*** Opening Supplied text ***

Diarrhoea means an increased frequency of stools, which may be watery or may contain blood or mucus. All breast-fed babies pass five or six semi-formed stools per day. This is normal and this should not be considered diarrhoea.
But, there is a fact that diarrhoea is rare in breast-fed babies, because breast milk is cleaner and also has some protective properties which prevent the bacteria responsible for diarrhoea from multiplying.
Diarrhoea results more water loss from the body, and the baby may become dehydrated. It is important to replace this fluid, otherwise, serious complications may result. Plenty of boiled, cooled water with a little salt and sugar can be given to the baby frequently. Three pinches of salt (half a teaspoon) and 4-finger scoops of sugar (4-5 teaspoonS), i.e., 2.5 gms. salt and 25 gms. sugar in a litre of water make a suitable and pleasant drink.
We should take care to keep water, bottles, milk and so on clean and boiled. Everything should be kept covered and protected from dust and flies, Hands must be washed before handling anything.

*** Closing Supplied text ***

▸ **Set of tasks**:
• 1. Answer these questions from the passage on diarrhea in babies:
(a) How many semi-formed stools per day do breast-fed babies pass?
(b) What two qualities of breast milk make diarrhea rare in breast-fed babies?
(c) How many grams of salt and of sugar go into a liter of water for the drink?
• 2. Reproduce the passage on diarrhea in babies word for word, from "But, there is" up to and including "before handling anything.".
• 3. Extend the passage on diarrhea in babies past its final sentence.
The listing that comes next has no connection to the passage on diarrhea in babies.

*** Opening Data extracts ***

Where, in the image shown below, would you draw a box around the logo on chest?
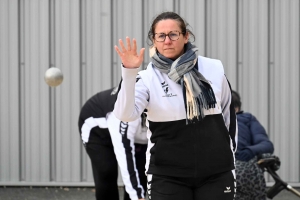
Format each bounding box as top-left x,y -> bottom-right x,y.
161,81 -> 177,97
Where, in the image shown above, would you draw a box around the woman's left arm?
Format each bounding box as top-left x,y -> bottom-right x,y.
221,75 -> 238,152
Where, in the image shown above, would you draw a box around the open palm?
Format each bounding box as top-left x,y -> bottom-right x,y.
115,37 -> 145,68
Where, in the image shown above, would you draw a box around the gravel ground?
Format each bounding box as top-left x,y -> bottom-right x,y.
0,186 -> 300,200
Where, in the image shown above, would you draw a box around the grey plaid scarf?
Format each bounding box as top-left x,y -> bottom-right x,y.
151,42 -> 216,123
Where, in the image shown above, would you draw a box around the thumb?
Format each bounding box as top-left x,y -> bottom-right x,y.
139,48 -> 145,60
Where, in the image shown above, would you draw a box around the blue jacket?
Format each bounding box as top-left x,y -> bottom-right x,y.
235,111 -> 274,161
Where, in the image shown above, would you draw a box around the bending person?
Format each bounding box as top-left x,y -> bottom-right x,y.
232,91 -> 274,200
78,88 -> 147,200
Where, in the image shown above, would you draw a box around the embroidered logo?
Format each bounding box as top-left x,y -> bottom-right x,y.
161,81 -> 177,97
224,187 -> 231,193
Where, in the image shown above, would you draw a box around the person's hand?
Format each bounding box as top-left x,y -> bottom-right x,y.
115,37 -> 145,68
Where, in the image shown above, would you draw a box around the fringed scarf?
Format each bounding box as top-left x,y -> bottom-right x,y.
151,42 -> 216,123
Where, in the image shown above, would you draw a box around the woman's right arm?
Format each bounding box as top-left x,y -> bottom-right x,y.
113,67 -> 149,122
113,37 -> 148,122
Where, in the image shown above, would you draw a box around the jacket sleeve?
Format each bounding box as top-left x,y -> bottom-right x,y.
113,67 -> 149,122
107,112 -> 145,200
221,75 -> 238,152
247,115 -> 274,155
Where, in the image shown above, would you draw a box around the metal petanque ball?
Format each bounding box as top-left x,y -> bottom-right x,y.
44,67 -> 64,87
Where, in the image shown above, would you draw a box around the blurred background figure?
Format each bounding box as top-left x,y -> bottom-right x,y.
78,88 -> 147,200
232,91 -> 274,200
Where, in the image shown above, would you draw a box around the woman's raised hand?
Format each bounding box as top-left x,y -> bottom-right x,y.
115,37 -> 145,68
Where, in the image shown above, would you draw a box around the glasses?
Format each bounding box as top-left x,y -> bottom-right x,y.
154,31 -> 183,42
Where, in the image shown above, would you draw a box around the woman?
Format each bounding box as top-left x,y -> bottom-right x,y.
113,12 -> 236,200
232,91 -> 274,200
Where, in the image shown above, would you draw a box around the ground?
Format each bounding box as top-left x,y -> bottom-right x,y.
0,186 -> 300,200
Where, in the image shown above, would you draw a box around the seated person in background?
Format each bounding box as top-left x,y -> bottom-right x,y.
232,91 -> 274,200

*** Closing Data extracts ***

▸ **Answers for the tasks**:
• 1.
(a) Five or six.
(b) Breast milk is cleaner, and it has protective properties that keep the bacteria responsible for diarrhea from multiplying.
(c) 2.5 grams of salt and 25 grams of sugar.

• 2.
But, there is a fact that diarrhoea is rare in breast-fed babies, because breast milk is cleaner and also has some protective properties which prevent the bacteria responsible for diarrhoea from multiplying.
Diarrhoea results more water loss from the body, and the baby may become dehydrated. It is important to replace this fluid, otherwise, serious complications may result. Plenty of boiled, cooled water with a little salt and sugar can be given to the baby frequently. Three pinches of salt (half a teaspoon) and 4-finger scoops of sugar (4-5 teaspoonS), i.e., 2.5 gms. salt and 25 gms. sugar in a litre of water make a suitable and pleasant drink.
We should take care to keep water, bottles, milk and so on clean and boiled. Everything should be kept covered and protected from dust and flies, Hands must be washed before handling anything.

• 3.
If there is any vomiting along with diarrhoea, immediate consultation with the doctor is necessary. All medicines should be given after consulting a doctor. During this time, the child should be given a gradual feed, starting from water, then milk, and gradually other foods that he was eating earlier can be introduced. Excessive withholding of food is not necessary. More under-nutrition results from restriction of food rather than due to illness.
In a small baby, dilute milk may be given for a day or two after diarrhoea, before going on to his original feeds. Orange juice may be omitted for 2-3 days while diarrhoea lasts. There are some electrolyte (salts needed for the body which are lost in diarrhoea) solutions available in the market, which are pleasant and supply the required fluid and salts in a pleasant drink. These may be used instead of the home-made solution.